>> start Supplied material

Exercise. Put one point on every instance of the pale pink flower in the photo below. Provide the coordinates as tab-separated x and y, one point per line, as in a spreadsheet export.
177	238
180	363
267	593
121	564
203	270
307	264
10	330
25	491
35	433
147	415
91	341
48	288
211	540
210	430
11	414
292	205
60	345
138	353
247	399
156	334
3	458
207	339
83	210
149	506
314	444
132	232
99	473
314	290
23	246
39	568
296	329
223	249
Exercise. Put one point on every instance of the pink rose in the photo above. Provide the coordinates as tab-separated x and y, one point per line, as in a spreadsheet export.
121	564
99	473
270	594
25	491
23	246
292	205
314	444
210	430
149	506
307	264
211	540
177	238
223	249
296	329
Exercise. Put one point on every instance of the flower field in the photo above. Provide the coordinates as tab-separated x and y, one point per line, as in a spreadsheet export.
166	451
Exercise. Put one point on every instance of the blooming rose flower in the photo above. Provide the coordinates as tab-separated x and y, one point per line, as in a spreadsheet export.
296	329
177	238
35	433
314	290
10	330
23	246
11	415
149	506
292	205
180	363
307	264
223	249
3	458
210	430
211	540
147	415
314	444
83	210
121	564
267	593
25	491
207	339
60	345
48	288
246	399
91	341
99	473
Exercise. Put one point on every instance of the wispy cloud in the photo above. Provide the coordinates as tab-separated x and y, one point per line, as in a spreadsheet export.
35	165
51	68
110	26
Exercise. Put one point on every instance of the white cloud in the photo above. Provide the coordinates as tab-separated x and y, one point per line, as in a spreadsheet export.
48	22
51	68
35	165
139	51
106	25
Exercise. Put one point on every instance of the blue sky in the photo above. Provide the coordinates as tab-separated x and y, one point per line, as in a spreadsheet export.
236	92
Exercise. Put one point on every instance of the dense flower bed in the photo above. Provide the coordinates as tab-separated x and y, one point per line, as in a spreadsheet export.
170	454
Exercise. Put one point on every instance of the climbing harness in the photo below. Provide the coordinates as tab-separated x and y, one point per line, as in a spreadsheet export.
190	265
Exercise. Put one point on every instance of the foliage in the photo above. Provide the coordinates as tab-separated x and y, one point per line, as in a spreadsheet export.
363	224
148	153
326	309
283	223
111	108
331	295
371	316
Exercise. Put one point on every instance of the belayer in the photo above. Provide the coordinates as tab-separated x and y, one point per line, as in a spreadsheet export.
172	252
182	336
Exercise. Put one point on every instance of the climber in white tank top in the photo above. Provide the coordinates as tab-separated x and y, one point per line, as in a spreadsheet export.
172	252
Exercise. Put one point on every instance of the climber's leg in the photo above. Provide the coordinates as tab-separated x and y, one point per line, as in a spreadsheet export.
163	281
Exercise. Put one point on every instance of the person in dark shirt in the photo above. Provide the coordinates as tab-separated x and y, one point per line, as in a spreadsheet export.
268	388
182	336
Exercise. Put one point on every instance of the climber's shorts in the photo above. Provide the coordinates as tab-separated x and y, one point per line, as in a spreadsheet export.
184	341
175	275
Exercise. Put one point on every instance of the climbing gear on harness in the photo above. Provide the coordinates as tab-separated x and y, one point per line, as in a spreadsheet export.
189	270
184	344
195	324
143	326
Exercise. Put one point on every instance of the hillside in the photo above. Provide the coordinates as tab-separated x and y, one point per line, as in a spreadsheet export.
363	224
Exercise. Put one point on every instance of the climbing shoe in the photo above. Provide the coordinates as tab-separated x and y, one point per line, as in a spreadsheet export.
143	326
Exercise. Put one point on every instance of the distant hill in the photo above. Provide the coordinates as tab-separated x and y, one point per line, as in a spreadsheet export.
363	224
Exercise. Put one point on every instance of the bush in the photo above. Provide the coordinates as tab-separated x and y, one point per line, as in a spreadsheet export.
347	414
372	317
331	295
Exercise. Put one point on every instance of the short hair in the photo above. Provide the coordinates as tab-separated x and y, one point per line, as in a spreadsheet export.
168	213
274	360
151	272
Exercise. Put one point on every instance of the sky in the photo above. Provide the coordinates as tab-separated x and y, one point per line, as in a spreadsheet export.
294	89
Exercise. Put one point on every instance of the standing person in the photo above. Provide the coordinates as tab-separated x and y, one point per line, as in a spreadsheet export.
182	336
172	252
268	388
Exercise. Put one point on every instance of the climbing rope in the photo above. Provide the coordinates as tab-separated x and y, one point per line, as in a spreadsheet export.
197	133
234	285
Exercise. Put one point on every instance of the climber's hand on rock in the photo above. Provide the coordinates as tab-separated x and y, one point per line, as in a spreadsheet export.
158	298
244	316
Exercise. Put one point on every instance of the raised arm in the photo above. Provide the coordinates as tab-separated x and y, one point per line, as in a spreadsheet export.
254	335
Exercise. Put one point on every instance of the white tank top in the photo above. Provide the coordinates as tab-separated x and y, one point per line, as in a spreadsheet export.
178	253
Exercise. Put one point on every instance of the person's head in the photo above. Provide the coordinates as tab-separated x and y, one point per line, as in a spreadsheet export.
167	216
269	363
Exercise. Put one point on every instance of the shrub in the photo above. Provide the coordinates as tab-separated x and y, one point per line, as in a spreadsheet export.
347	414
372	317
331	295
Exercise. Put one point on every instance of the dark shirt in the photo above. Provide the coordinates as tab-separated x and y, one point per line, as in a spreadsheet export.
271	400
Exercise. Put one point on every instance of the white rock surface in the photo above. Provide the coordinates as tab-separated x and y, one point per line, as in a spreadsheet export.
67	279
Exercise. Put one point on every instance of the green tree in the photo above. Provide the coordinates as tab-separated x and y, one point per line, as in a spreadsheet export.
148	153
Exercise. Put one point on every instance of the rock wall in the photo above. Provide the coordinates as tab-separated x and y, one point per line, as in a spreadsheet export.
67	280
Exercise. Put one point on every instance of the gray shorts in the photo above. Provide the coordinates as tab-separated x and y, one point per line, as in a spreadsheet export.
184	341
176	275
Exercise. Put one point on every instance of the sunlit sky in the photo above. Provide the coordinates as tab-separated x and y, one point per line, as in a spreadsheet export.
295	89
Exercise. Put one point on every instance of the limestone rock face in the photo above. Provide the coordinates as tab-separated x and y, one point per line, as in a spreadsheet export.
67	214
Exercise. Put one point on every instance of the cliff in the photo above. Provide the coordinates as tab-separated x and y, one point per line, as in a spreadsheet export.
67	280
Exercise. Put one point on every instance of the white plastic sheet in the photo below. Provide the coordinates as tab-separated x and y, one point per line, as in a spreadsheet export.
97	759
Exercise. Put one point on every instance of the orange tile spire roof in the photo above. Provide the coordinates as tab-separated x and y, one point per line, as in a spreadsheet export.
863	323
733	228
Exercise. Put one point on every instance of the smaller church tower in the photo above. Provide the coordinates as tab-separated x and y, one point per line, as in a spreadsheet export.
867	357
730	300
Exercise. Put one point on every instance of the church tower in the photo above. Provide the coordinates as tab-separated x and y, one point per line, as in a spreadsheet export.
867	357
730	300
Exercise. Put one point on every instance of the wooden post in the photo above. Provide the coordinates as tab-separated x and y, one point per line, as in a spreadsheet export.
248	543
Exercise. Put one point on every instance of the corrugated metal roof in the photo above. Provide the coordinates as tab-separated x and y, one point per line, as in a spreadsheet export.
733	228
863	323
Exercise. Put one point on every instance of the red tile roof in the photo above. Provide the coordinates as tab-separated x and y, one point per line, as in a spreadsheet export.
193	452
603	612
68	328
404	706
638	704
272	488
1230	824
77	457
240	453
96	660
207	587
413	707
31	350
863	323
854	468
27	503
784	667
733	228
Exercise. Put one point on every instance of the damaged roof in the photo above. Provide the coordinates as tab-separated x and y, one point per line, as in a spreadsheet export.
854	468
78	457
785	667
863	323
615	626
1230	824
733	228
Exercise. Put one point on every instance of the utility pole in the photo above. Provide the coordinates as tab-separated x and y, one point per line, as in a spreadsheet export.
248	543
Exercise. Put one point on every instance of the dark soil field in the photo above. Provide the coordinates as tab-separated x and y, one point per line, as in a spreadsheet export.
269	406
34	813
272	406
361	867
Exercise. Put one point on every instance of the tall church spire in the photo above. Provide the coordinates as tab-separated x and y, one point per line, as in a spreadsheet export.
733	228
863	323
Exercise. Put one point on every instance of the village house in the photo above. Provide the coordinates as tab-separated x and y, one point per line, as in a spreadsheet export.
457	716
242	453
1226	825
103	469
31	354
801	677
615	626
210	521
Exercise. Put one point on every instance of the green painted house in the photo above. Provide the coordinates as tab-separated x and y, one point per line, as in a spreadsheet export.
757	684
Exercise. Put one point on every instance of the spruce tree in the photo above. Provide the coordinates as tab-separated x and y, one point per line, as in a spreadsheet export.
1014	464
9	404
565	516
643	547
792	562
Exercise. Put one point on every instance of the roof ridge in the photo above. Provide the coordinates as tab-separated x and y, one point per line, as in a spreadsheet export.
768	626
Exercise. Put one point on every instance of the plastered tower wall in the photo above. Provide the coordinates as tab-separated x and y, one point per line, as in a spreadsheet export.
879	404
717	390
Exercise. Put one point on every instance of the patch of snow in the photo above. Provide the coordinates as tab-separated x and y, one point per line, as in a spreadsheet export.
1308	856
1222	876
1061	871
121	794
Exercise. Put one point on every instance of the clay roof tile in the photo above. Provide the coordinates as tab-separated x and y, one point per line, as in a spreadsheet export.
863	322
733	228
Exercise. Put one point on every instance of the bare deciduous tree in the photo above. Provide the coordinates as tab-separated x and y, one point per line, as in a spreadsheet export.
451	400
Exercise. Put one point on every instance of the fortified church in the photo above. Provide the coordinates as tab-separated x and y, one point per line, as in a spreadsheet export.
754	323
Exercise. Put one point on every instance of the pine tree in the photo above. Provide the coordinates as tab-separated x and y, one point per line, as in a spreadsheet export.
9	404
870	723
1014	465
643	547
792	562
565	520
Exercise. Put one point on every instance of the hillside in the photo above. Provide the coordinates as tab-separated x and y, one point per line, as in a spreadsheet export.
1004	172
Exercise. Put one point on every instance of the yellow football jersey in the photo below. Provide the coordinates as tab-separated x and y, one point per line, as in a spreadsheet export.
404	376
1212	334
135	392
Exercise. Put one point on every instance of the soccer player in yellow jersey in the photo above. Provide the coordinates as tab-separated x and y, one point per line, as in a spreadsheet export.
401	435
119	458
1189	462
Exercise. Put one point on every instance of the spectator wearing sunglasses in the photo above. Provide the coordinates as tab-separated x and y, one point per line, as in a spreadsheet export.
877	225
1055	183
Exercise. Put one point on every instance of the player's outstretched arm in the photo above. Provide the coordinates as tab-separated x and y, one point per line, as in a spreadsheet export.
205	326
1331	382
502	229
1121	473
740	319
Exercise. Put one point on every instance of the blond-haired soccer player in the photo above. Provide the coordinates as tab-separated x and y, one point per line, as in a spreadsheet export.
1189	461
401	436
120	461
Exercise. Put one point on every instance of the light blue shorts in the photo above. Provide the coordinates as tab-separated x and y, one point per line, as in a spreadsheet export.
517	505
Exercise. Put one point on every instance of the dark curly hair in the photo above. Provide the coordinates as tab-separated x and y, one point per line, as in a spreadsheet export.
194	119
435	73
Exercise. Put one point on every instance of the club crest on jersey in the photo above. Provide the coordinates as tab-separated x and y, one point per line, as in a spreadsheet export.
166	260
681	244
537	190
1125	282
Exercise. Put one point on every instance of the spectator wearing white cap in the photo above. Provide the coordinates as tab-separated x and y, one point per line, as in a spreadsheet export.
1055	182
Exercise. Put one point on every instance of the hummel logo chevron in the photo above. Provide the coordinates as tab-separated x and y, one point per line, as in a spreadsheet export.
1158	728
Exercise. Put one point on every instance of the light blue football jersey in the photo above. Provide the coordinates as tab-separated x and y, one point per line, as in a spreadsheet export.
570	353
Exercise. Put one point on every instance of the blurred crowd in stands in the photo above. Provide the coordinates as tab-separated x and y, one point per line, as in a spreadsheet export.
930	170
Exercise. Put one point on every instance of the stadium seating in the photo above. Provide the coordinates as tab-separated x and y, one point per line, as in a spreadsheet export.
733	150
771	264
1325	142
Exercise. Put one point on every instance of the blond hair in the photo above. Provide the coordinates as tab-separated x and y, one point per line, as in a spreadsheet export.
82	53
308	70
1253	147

>> end Supplied material

_Instructions to follow_
Please put the rows above, starting at the line that contains "Exercise. Put one point on every instance of the stadium" and ending at the last row, into a Markdown table with a column No for the row number and a column Line for the line itself. Leave out any blank lines.

_Response for this exercise_
| No | Line |
|---|---|
| 1 | Exercise. Put one point on every instance of the stadium seating in the photo above. Provide the coordinates as tab-separated x and y, one point per line, as in a spreadsheet export. |
| 2 | 733	150 |
| 3 | 771	264 |
| 4 | 1325	142 |
| 5 | Exercise. Put one point on every instance of the blond hair in the photo above. Provide the coordinates as tab-separated x and y, one point per line, as in a spreadsheet export. |
| 6 | 82	53 |
| 7 | 308	70 |
| 8 | 1253	147 |